====== RECORDS PROVIDED ======

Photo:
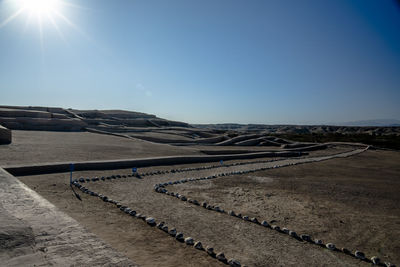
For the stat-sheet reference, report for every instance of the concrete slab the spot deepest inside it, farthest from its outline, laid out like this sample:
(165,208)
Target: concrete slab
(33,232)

======
====== RECORDS PROVIDED ======

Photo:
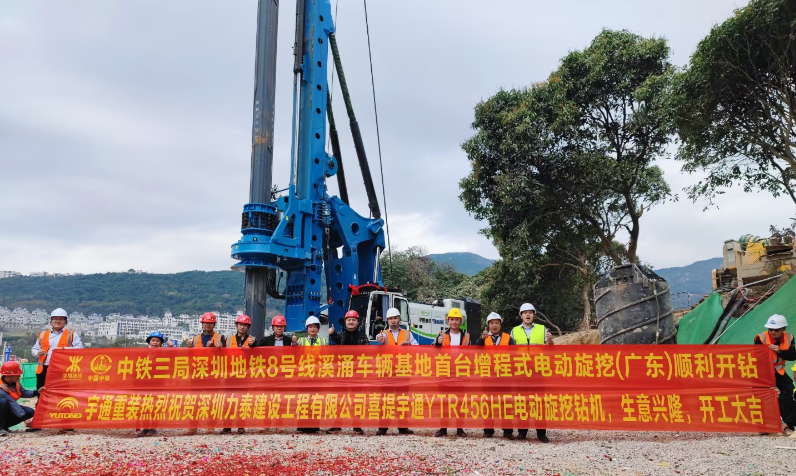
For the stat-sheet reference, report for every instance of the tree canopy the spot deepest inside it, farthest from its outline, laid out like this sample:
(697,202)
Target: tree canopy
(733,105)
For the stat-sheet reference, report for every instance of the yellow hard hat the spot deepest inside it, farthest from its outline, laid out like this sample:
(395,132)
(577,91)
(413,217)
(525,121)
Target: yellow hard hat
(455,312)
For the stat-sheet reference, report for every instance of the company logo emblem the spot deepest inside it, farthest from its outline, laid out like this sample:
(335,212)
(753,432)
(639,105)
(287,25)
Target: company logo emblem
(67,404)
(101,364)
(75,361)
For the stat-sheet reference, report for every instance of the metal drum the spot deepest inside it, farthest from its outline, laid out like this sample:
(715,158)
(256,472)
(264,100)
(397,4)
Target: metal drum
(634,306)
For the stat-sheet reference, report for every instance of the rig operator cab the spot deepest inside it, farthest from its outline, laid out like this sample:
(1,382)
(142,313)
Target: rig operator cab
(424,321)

======

_WORK TO BE COMPLETED_
Examine the entries and say how many of their lines hold the word "from". No other words should accompany the number.

_TASK SOLUTION_
6